Lines of data
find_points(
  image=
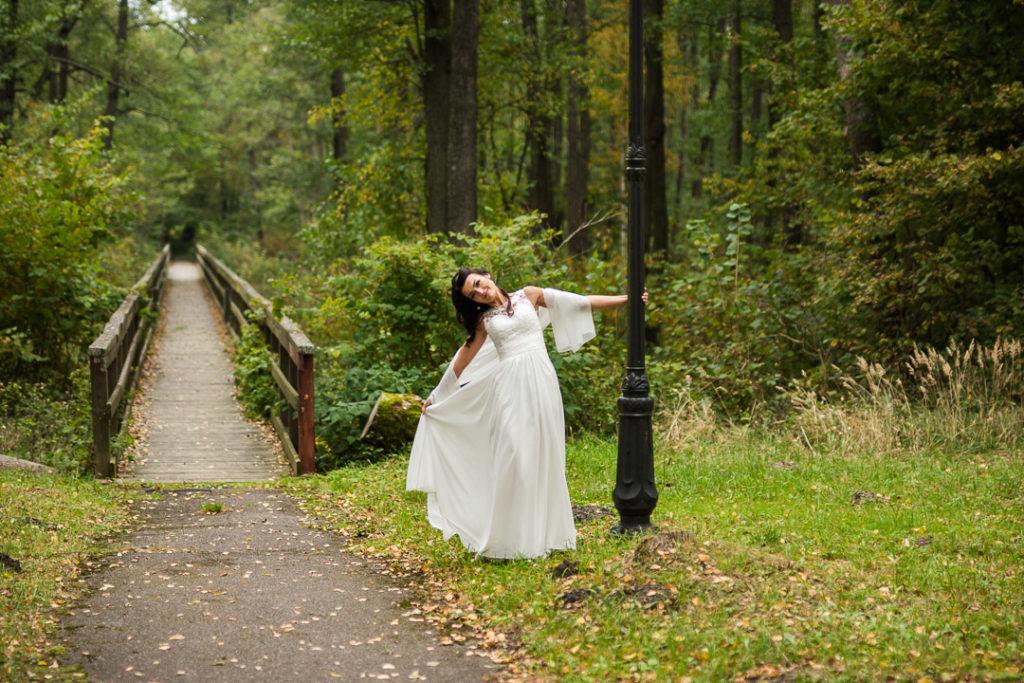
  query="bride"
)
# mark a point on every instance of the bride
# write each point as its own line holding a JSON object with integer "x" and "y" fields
{"x": 489, "y": 449}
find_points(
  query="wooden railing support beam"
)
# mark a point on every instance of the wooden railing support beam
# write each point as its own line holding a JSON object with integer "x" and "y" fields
{"x": 100, "y": 418}
{"x": 307, "y": 445}
{"x": 291, "y": 351}
{"x": 115, "y": 358}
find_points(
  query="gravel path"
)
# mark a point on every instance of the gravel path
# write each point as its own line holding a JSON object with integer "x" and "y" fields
{"x": 250, "y": 593}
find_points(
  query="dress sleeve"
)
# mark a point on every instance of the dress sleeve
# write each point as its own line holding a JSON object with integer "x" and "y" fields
{"x": 482, "y": 365}
{"x": 571, "y": 318}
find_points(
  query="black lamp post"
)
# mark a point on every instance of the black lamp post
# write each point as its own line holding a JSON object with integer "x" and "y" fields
{"x": 635, "y": 493}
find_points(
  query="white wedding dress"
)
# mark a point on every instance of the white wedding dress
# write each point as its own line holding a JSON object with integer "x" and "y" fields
{"x": 489, "y": 452}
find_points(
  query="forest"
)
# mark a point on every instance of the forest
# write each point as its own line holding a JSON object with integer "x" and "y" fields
{"x": 830, "y": 186}
{"x": 834, "y": 211}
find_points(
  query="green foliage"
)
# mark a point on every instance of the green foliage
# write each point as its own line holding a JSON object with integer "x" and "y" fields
{"x": 729, "y": 313}
{"x": 48, "y": 424}
{"x": 55, "y": 526}
{"x": 252, "y": 374}
{"x": 385, "y": 323}
{"x": 61, "y": 201}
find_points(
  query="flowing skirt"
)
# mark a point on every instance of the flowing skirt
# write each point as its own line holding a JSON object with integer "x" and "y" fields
{"x": 492, "y": 459}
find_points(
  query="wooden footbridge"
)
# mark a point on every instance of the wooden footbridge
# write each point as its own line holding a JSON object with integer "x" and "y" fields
{"x": 193, "y": 427}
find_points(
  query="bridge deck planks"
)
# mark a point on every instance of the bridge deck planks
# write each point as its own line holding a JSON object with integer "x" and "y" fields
{"x": 195, "y": 428}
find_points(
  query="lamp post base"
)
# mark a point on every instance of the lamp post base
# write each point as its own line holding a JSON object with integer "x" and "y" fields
{"x": 633, "y": 527}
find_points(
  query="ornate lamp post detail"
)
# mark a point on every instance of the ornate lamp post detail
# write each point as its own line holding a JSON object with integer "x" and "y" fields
{"x": 635, "y": 493}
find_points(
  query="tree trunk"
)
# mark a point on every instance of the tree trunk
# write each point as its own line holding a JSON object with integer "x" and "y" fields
{"x": 579, "y": 133}
{"x": 541, "y": 194}
{"x": 654, "y": 201}
{"x": 861, "y": 131}
{"x": 436, "y": 102}
{"x": 782, "y": 19}
{"x": 715, "y": 59}
{"x": 735, "y": 88}
{"x": 706, "y": 157}
{"x": 340, "y": 137}
{"x": 117, "y": 67}
{"x": 462, "y": 132}
{"x": 8, "y": 72}
{"x": 793, "y": 231}
{"x": 688, "y": 46}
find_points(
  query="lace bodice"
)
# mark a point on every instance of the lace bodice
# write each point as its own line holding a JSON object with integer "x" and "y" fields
{"x": 517, "y": 333}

> Problem to solve
Leave out the pictures and print each record exactly as it stands.

> Exercise response
find_points(
  image=
  query="bride"
)
# mark a point on every instance of the bride
# write each point as its own line holding a JSON object with integer "x" and "y" fields
{"x": 489, "y": 449}
find_points(
  query="wooden railing support beam"
)
# mark a point on every instance of the wooden railing support beam
# write each point as its own line holding a JSON object with integer "x" and "y" fields
{"x": 100, "y": 418}
{"x": 307, "y": 445}
{"x": 291, "y": 351}
{"x": 115, "y": 358}
find_points(
  query="gravel path"
)
# mark a point on every instance of the gravel path
# write each point as its own line holding a JSON object with integer "x" and "y" fields
{"x": 250, "y": 593}
find_points(
  query="dress sleeve"
)
# mark a point on every instance of the dress sleeve
# write each point as its own line holding a JSON object with integer "x" and "y" fields
{"x": 482, "y": 365}
{"x": 571, "y": 318}
find_points(
  query="black lamp post"
)
# mark a point on every instance of the black lamp post
# write each point as its own line holding a JSON object with integer "x" and "y" fields
{"x": 635, "y": 493}
find_points(
  query="white wedding dress"
)
# mark a point on every instance of the white wedding dress
# write each point as its own line holding a JSON object with integer "x" and "y" fields
{"x": 489, "y": 452}
find_points(
  query="forest"
)
# mark a point on every instance of the forest
# write each point as its own line holding a JSON object with integer "x" and "y" fields
{"x": 830, "y": 186}
{"x": 834, "y": 211}
find_points(
  query="green foliage"
)
# mark a point on every instance of the green foliage
# write each point as its own line holding a JSON object with integer "x" and "y" fields
{"x": 729, "y": 313}
{"x": 48, "y": 424}
{"x": 55, "y": 526}
{"x": 252, "y": 374}
{"x": 385, "y": 323}
{"x": 61, "y": 201}
find_points(
  query="flowing skirt"
)
# mark a point on every instance of the flowing skirt
# write each point as its own line holding a JSON object with integer "x" and "y" fields
{"x": 492, "y": 459}
find_points(
  query="wooden footbridge"
)
# mark a point on every instance of the wooden footbridge
# write each point as its own line holding a JSON object with integer "x" and "y" fields
{"x": 193, "y": 427}
find_points(
  query="bridge deck planks"
)
# mark a point on every instance of the bridge deck planks
# write each point as its own line holding a JSON object with integer "x" and "y" fields
{"x": 195, "y": 428}
find_points(
  query="lamp post base"
)
# mark a point on every instance of the lamp post base
# write each point as its own line holding a JSON object with integer "x" and "y" fields
{"x": 633, "y": 527}
find_points(
  query="ornate lamp post detail"
)
# mark a point on every instance of the ornate lamp post detail
# write each point as its own line holding a JSON object with integer "x" and "y" fields
{"x": 635, "y": 493}
find_points(
  query="tree trunk"
)
# mark a point on every instance of the tree trunk
# write each point as its own line holding a JSON object with integer "x" and "y" fields
{"x": 579, "y": 133}
{"x": 541, "y": 194}
{"x": 654, "y": 201}
{"x": 861, "y": 131}
{"x": 436, "y": 102}
{"x": 782, "y": 19}
{"x": 715, "y": 59}
{"x": 735, "y": 88}
{"x": 706, "y": 157}
{"x": 340, "y": 137}
{"x": 117, "y": 67}
{"x": 462, "y": 132}
{"x": 8, "y": 72}
{"x": 793, "y": 231}
{"x": 688, "y": 46}
find_points(
  query="lace bodice"
)
# mark a point on every instance of the lace bodice
# write each point as its own line holding a JSON object with integer "x" and "y" fields
{"x": 517, "y": 333}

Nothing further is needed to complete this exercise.